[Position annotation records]
---
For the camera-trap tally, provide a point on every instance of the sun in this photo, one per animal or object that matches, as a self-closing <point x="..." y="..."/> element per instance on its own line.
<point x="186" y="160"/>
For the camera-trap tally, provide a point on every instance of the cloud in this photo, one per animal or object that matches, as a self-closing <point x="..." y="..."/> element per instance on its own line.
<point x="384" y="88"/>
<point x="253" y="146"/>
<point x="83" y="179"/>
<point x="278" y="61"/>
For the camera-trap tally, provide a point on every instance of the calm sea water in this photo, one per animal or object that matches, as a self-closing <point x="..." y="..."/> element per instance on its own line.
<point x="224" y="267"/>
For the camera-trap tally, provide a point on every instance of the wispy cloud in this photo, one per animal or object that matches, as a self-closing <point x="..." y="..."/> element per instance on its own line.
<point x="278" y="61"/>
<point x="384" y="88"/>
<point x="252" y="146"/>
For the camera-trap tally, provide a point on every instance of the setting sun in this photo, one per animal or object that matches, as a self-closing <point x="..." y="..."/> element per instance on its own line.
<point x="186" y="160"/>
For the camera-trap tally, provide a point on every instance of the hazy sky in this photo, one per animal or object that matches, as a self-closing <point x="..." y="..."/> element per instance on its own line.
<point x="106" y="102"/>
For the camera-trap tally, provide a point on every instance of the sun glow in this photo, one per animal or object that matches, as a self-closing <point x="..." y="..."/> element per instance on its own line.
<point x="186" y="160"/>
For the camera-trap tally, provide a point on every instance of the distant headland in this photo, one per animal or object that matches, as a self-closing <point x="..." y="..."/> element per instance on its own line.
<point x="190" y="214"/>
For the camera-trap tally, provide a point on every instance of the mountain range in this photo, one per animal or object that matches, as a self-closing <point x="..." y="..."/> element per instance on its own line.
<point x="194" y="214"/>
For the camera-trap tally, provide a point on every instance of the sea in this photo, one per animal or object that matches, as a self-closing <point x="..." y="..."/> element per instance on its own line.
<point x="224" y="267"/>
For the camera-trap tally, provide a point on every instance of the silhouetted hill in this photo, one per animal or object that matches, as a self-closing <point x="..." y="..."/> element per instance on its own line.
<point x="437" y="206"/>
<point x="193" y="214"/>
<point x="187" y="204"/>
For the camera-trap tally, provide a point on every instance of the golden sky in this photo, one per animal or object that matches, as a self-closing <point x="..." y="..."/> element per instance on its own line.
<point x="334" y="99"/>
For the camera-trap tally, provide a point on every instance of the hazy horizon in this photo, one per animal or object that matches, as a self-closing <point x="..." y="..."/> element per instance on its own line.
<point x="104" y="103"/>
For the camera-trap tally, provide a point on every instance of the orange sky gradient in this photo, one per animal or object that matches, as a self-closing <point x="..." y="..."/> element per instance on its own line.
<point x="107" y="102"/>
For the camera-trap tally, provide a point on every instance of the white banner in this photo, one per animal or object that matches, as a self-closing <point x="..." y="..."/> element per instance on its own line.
---
**What you will do**
Express each line of the material above as a JSON list of strings, one string per line, with blank lines omitted.

**In response**
[
  "For the camera-trap tally, provide a point on every instance of the sun in this photo, one per animal or object that matches, as a self-closing <point x=\"...\" y=\"...\"/> element per instance on its own line.",
  "<point x=\"186\" y=\"160\"/>",
  "For the camera-trap tally, provide a point on every instance of the cloud in this photo, one per animal or object that matches, as a self-closing <point x=\"...\" y=\"...\"/> element per instance on its own line.",
  "<point x=\"384\" y=\"88\"/>",
  "<point x=\"253\" y=\"146\"/>",
  "<point x=\"83\" y=\"179\"/>",
  "<point x=\"278\" y=\"61\"/>",
  "For the camera-trap tally, provide a point on every instance of the calm sea water in this photo, one per animal or object that matches, as a self-closing <point x=\"...\" y=\"...\"/> element per instance on its own line.",
  "<point x=\"224\" y=\"267\"/>",
  "For the camera-trap tally, provide a point on every instance of the wispy cloud in this photo, one per animal or object that matches, as a self-closing <point x=\"...\" y=\"...\"/> element per instance on its own line.",
  "<point x=\"278\" y=\"61\"/>",
  "<point x=\"384\" y=\"88\"/>",
  "<point x=\"252\" y=\"146\"/>",
  "For the camera-trap tally, provide a point on every instance of the setting sun in this photo, one per animal or object that matches, as a self-closing <point x=\"...\" y=\"...\"/> element per instance on its own line.",
  "<point x=\"186\" y=\"160\"/>",
  "For the camera-trap tally, provide a point on every instance of the hazy sky in this photo, one per animal or object that matches, as a self-closing <point x=\"...\" y=\"...\"/> element per instance on its own line.",
  "<point x=\"106\" y=\"102\"/>",
  "For the camera-trap tally, provide a point on every instance of the sun glow in this photo, one per animal or object that matches, as a self-closing <point x=\"...\" y=\"...\"/> element per instance on its own line.",
  "<point x=\"186\" y=\"160\"/>",
  "For the camera-trap tally, provide a point on every instance of the distant headland in this photo, one per animal or object that matches, as a self-closing <point x=\"...\" y=\"...\"/> element per instance on its own line.",
  "<point x=\"190\" y=\"214\"/>",
  "For the camera-trap tally, provide a point on every instance of the mountain range in this photo, one per animal or object that matches, as a self-closing <point x=\"...\" y=\"...\"/> element per instance on its own line.",
  "<point x=\"194\" y=\"214\"/>",
  "For the camera-trap tally, provide a point on every instance of the sea in this photo, one per animal or object that matches, as a self-closing <point x=\"...\" y=\"...\"/> element per instance on its own line.",
  "<point x=\"224\" y=\"267\"/>",
  "For the camera-trap tally, provide a point on every instance of the silhouetted hill in this photo, one per animal or object that matches, as a self-closing <point x=\"...\" y=\"...\"/> element per instance on its own line.",
  "<point x=\"437\" y=\"206\"/>",
  "<point x=\"193\" y=\"214\"/>",
  "<point x=\"187\" y=\"204\"/>",
  "For the camera-trap tally, provide a point on every instance of the golden sky in this photo, one per animal or object that matches, as a self-closing <point x=\"...\" y=\"...\"/> element per instance on its own line.",
  "<point x=\"334\" y=\"99\"/>",
  "For the camera-trap tally, provide a point on every instance of the hazy horizon in this photo, one per animal or object that matches, as a self-closing <point x=\"...\" y=\"...\"/> element per instance on its own line.",
  "<point x=\"104\" y=\"103\"/>",
  "For the camera-trap tally, provide a point on every instance of the orange sky gradient in this photo, one per animal or object that matches, as a self-closing <point x=\"...\" y=\"...\"/> element per instance on its own line.",
  "<point x=\"107\" y=\"102\"/>",
  "For the camera-trap tally, provide a point on every instance of the white banner in this photo, one per animal or object that matches, as a self-closing <point x=\"...\" y=\"...\"/> element per instance on its own line."
]